• [Tasks to perform]:
[a] In the text about Lynn, how old was the writer when Lynn first took them to the dentist?
[b] Edit the text about Lynn by rewriting it from "Their relationship moved" up to and including "more and more.", with "mother mode" replaced by "parent mode".
[c] List every person named in the text about Lynn.

• [Document excerpt]:

Start of Block

Thinking of Lynn

Hello everyone. Today I am sad. This week we lost my stepmom, Lynn. I’m not sure I should even write about this because it has brought up a lot of emotions for me. Between the sadness of losing her and concern for my Dad and the rest of his side of the family, I am feeling a lot of guilt. Lynn was the lifeline that kept a dialogue between my father and myself. Without her, I guess that falls on me.

My relationship with my dad is strange: I love him; he loves me. He was even somewhat okay with the gay thing, but we just have never been close — well, not since I was, like, 13 years old and was living with him.

Having divorced parents mean that if you are a manipulative kid, you can live with whoever you want. When I was 12, I moved in with my dad and pretty much did whatever I wanted. He worked, so I was home alone a lot. If I didn’t want to go to school, I didn’t. It was very much a paradise for a self-sufficient kid like me.

Then my step-brother and -sister, Keith and Ashleigh, moved in with us. They were four and five years old, and I stepped up to take care of them.

For about 3 months I took care of them and my dad. I cooked, occasionally cleaned and made sure the kids got to school and the babysitter. She was next door. My dad was constantly working on cars or helping someone fix something. He was never far away but rarely there.

Then everything changed: Dad met Lynn.

Their relationship moved fast. Within a few weeks, Lynn and her son had moved in with us, and she immediately went into mother mode. And I was not having any of it.

Suddenly she was telling us what time to go to bed and making me get up and go to school. Hell no! I went from running everything to running nothing. She was getting on my nerves, but she did get my dad to come home more and more.

Lynn basically let me be a kid again and kept me from being a complete fuck-up from missing so much school. I, of course, did not realize that until years later. I don’t think I ever thanked her for that.

She was the first person to take me to the dentist; I was 13. When I was going through puberty and was having literal pain in my balls, she forced me to tell her what was wrong and took me to the doctor. It turned out I had some sort of infection in my nut — embarrassing, but thank God she made me tell her what was wrong.

End of Block

Data records
Start of Block

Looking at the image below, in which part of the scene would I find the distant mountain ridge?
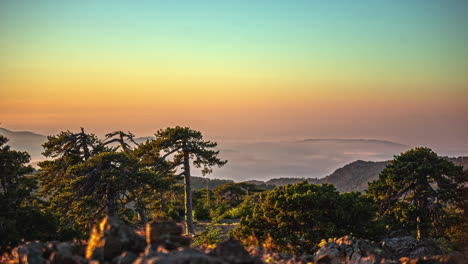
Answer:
[249,157,468,192]
[0,127,47,162]
[0,128,468,192]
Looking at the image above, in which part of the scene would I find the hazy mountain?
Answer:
[218,139,410,181]
[252,157,468,192]
[0,127,47,163]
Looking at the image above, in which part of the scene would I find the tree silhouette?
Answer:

End of Block

• [Numbered answers]:
[a] 13

[b]
Their relationship moved fast. Within a few weeks, Lynn and her son had moved in with us, and she immediately went into parent mode. And I was not having any of it.

Suddenly she was telling us what time to go to bed and making me get up and go to school. Hell no! I went from running everything to running nothing. She was getting on my nerves, but she did get my dad to come home more and more.

[c] Lynn, Keith, Ashleigh